## CHALLENGE
Write out, unchanged, the lines from the one holding "Find the child's face" to the close of the listing. Both the first and last lines belong in it.

────────────────

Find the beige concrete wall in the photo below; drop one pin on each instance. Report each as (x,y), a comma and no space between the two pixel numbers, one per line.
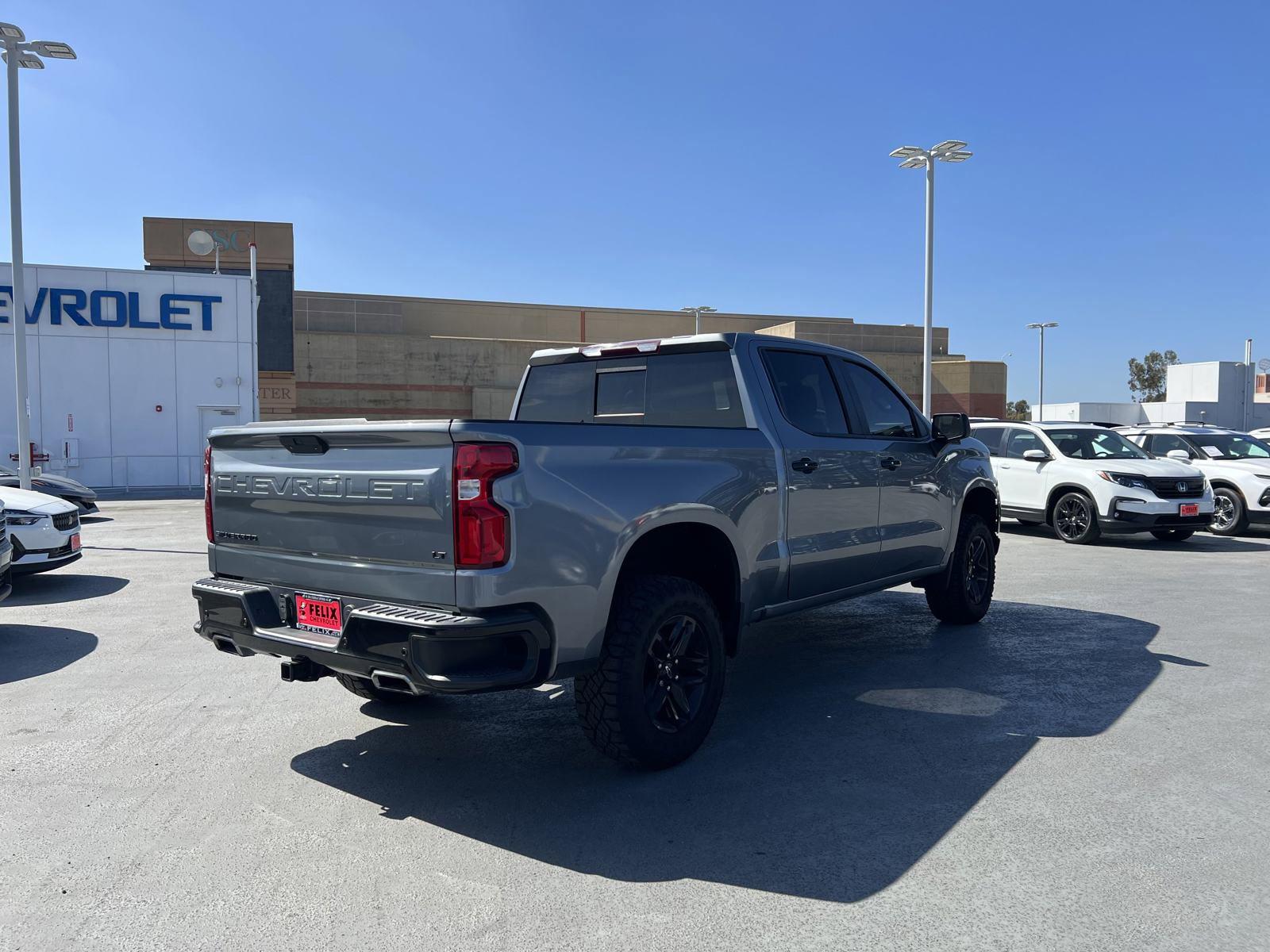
(394,357)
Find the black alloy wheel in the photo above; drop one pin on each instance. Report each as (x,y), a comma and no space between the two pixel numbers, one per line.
(1075,520)
(675,673)
(978,569)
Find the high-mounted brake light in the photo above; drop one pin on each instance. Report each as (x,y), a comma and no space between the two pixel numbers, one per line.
(626,347)
(480,524)
(207,490)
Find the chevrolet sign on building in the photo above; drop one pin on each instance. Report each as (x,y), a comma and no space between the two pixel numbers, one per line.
(129,370)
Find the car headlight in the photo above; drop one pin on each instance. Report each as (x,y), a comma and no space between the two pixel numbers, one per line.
(1126,479)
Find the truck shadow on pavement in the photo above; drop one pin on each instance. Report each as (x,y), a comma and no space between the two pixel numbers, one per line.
(48,588)
(1200,541)
(32,651)
(850,742)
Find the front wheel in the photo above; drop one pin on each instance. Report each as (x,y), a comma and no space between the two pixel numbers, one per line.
(1076,520)
(657,689)
(963,594)
(1230,514)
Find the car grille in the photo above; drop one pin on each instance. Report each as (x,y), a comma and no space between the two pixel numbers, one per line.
(1168,488)
(65,520)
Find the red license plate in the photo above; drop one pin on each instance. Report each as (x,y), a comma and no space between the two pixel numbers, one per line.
(321,613)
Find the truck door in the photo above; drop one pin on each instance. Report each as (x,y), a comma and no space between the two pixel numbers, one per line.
(916,501)
(831,507)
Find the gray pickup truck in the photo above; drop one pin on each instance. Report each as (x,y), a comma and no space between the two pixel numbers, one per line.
(645,503)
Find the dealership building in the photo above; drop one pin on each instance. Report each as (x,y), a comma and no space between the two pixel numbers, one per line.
(129,368)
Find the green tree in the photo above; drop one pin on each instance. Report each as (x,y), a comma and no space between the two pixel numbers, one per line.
(1149,376)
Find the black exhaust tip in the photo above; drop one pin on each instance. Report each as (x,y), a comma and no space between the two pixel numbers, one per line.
(302,670)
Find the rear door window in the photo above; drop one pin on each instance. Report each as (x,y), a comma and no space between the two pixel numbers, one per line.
(990,437)
(884,412)
(806,391)
(558,393)
(1020,442)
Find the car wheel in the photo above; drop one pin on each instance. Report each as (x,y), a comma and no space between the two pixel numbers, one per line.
(963,593)
(657,689)
(365,687)
(1230,514)
(1076,520)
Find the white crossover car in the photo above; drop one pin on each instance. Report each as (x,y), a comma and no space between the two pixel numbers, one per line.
(1085,480)
(44,530)
(1237,466)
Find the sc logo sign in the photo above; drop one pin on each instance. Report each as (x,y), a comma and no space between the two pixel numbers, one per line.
(234,240)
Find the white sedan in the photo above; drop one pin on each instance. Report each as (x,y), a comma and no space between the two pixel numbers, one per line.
(44,531)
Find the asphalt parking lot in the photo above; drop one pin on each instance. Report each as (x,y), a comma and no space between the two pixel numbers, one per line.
(1087,770)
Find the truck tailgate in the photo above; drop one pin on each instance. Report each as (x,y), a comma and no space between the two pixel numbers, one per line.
(341,508)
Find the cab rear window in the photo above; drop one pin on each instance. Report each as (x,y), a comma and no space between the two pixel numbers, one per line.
(664,390)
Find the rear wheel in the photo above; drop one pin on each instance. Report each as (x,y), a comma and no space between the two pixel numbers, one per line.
(963,594)
(364,687)
(657,689)
(1230,514)
(1076,520)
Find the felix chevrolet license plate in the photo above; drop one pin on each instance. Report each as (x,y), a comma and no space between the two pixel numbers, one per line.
(319,613)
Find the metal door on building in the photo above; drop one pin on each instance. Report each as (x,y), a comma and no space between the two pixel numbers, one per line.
(209,419)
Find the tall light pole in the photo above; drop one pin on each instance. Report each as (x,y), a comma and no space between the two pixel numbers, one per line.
(949,152)
(698,313)
(1041,385)
(21,55)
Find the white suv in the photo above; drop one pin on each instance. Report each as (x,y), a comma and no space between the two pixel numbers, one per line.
(44,530)
(1237,466)
(1085,480)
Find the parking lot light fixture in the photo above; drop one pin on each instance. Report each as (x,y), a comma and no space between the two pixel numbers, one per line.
(950,150)
(1041,385)
(21,55)
(696,313)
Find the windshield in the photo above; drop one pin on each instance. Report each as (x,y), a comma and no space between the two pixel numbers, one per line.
(1095,444)
(1229,446)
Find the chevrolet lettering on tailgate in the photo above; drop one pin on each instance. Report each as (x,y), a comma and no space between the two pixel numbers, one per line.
(325,486)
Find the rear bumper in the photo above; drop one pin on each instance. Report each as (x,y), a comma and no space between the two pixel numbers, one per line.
(433,651)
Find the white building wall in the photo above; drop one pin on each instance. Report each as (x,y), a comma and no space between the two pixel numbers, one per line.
(95,390)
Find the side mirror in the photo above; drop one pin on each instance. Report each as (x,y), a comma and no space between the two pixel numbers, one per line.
(950,427)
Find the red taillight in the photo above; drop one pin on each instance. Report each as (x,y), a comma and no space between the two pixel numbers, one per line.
(207,490)
(480,524)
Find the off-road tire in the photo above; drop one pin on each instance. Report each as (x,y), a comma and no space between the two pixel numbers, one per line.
(611,700)
(1237,520)
(362,687)
(1091,532)
(954,597)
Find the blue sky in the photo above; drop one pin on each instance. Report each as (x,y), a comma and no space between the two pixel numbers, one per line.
(732,154)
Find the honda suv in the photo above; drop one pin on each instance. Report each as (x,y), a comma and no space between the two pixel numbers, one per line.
(1085,480)
(1237,466)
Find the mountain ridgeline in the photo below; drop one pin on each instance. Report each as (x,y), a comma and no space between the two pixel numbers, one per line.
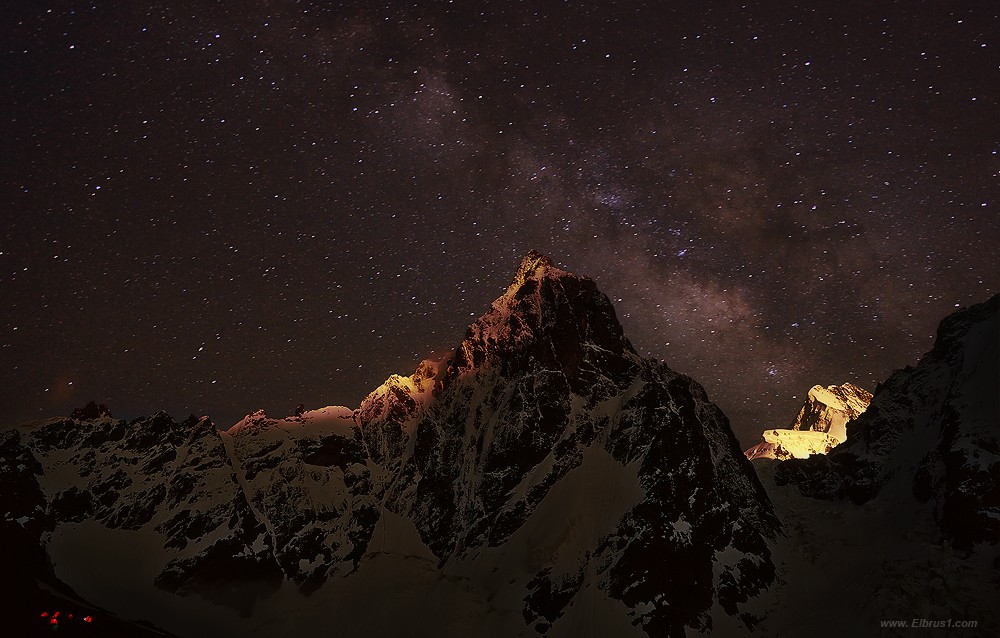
(544,480)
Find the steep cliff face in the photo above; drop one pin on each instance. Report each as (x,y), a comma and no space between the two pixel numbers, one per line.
(544,480)
(819,426)
(931,432)
(829,409)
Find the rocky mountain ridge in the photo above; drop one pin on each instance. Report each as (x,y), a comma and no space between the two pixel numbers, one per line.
(819,426)
(543,474)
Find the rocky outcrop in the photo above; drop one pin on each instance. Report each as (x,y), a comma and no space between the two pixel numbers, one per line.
(545,462)
(791,444)
(829,409)
(820,425)
(932,428)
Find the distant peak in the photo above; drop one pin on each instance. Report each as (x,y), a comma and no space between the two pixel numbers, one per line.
(533,261)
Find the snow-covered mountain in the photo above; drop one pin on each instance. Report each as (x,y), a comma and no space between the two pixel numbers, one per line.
(820,425)
(829,409)
(932,430)
(543,480)
(901,522)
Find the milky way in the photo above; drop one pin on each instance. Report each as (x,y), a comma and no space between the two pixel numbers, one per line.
(228,206)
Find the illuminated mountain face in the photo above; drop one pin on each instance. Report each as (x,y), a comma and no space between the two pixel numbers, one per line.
(929,436)
(820,425)
(544,478)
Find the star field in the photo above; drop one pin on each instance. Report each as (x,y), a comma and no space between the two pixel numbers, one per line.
(225,206)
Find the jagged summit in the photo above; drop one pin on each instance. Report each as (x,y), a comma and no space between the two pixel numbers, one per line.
(533,479)
(549,318)
(820,425)
(532,263)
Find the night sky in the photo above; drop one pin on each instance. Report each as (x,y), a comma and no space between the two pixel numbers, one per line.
(212,207)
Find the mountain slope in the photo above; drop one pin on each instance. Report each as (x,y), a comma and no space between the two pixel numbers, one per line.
(544,480)
(902,519)
(820,425)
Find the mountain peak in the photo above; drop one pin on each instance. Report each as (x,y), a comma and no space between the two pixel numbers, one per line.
(532,262)
(549,319)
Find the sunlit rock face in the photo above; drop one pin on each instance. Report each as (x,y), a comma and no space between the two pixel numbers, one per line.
(791,444)
(931,429)
(829,409)
(543,479)
(820,425)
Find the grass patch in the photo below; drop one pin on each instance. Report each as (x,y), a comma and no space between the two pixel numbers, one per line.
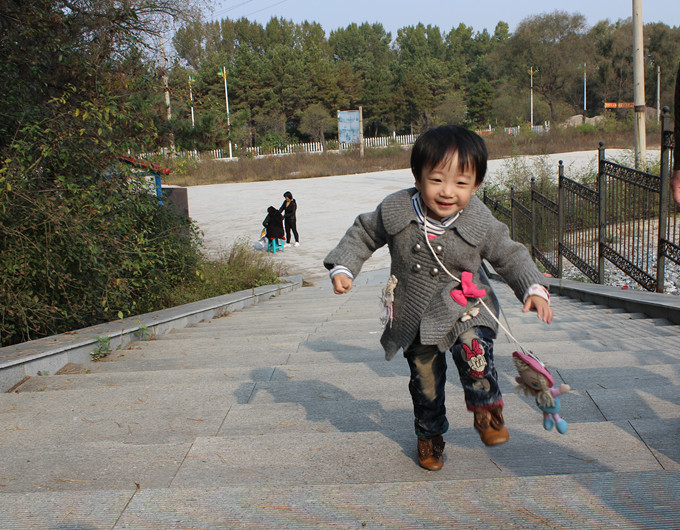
(238,269)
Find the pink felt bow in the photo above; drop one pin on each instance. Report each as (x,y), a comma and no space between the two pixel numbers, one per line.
(467,289)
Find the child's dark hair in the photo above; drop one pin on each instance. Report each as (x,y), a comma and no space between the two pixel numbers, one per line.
(438,144)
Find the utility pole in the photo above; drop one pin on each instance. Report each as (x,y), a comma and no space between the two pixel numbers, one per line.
(223,73)
(531,94)
(166,89)
(585,95)
(191,97)
(639,87)
(658,93)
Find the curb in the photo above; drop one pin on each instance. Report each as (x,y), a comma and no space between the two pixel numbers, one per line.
(49,354)
(654,305)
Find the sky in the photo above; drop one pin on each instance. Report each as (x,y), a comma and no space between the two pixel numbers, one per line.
(447,14)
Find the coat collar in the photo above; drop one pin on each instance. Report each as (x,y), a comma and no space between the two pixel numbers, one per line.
(397,213)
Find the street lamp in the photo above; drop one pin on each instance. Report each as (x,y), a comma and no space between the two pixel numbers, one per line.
(223,73)
(191,97)
(531,97)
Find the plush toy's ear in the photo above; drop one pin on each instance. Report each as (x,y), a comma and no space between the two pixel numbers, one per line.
(535,364)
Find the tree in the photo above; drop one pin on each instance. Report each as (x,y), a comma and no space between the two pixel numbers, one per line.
(553,44)
(363,56)
(81,239)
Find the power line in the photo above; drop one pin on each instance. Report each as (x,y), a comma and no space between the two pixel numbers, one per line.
(265,8)
(228,9)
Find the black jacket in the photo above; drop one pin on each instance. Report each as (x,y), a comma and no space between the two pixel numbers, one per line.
(273,223)
(289,211)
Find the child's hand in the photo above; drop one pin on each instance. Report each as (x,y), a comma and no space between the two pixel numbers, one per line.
(341,284)
(541,305)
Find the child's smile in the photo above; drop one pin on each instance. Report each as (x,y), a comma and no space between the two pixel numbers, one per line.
(446,189)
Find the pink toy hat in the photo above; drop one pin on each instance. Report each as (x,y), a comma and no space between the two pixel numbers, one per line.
(535,364)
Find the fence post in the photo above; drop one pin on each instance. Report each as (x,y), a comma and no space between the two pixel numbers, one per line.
(664,198)
(533,219)
(600,214)
(512,213)
(560,218)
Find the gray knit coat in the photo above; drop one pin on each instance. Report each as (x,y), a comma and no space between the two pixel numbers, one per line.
(422,299)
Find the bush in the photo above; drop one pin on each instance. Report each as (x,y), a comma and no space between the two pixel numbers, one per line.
(74,255)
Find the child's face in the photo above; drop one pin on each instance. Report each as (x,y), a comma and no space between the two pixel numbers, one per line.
(445,189)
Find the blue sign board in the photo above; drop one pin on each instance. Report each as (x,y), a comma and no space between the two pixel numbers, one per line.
(349,128)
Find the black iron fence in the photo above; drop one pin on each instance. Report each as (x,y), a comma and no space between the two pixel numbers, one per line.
(628,218)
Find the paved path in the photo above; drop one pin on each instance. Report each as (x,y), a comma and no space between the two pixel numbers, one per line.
(286,415)
(327,207)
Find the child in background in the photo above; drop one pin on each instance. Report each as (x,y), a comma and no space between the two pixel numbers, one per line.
(438,233)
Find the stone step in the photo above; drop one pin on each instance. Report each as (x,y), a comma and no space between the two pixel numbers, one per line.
(330,458)
(641,500)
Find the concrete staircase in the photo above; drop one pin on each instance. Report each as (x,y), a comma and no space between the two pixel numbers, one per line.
(286,415)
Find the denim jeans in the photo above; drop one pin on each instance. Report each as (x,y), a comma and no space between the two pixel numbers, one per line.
(473,355)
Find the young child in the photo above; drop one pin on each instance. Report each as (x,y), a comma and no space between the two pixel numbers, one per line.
(436,232)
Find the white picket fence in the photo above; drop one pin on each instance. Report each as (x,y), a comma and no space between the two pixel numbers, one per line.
(317,147)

────────────────

## ANSWER TO THE PROBLEM
Find the child's face in the photo above; drop one pin on each instance. Report each as (x,y), a comma and no space between the two pixel numbers, one per line.
(445,189)
Find the blue sign board in the photo above; drop one pin on each instance. Report each as (x,y), a comma and no space between the two pixel numbers, one per line.
(349,128)
Find the black iron fence in the photo above; drop one pin on each instance. Report each as (x,y), a comma and no space between the two pixel numbers, one per line.
(628,218)
Find the paved path in the photo above; drop one pin on each instance. Report each as (x,y), a comma and no space between the two pixel numbers, one per line.
(286,415)
(327,207)
Find the child in background in the photo above; drop one pin on each instance. Report each as (x,y), a comma and no space between the two pixel numbers, one per line.
(438,233)
Find the stone step in the photo above; drop one pin on each instance. Report each as (x,y), a comma and no space between the two pixel numbers, one per line.
(330,458)
(641,500)
Find the concrete staircase in the photo above; drop one pin on each instance. Report each as (x,y), a comma and no space between the two pixel numbers, one per line.
(286,415)
Find the denim jeans in the photo above; drop one pin on each instance. Report each as (x,y), a comma and no space between the two pixel numbers, one per line.
(473,355)
Find the young child in the photo above; drop one pin on each instance. Report each as (x,y), a comma and no space between the two pixel numbers, one per line.
(436,232)
Find the white picket fence in the photo above; drop one pin on each instance. Report each as (x,y), a comma and no space between the two pixel numbers, one per line.
(317,147)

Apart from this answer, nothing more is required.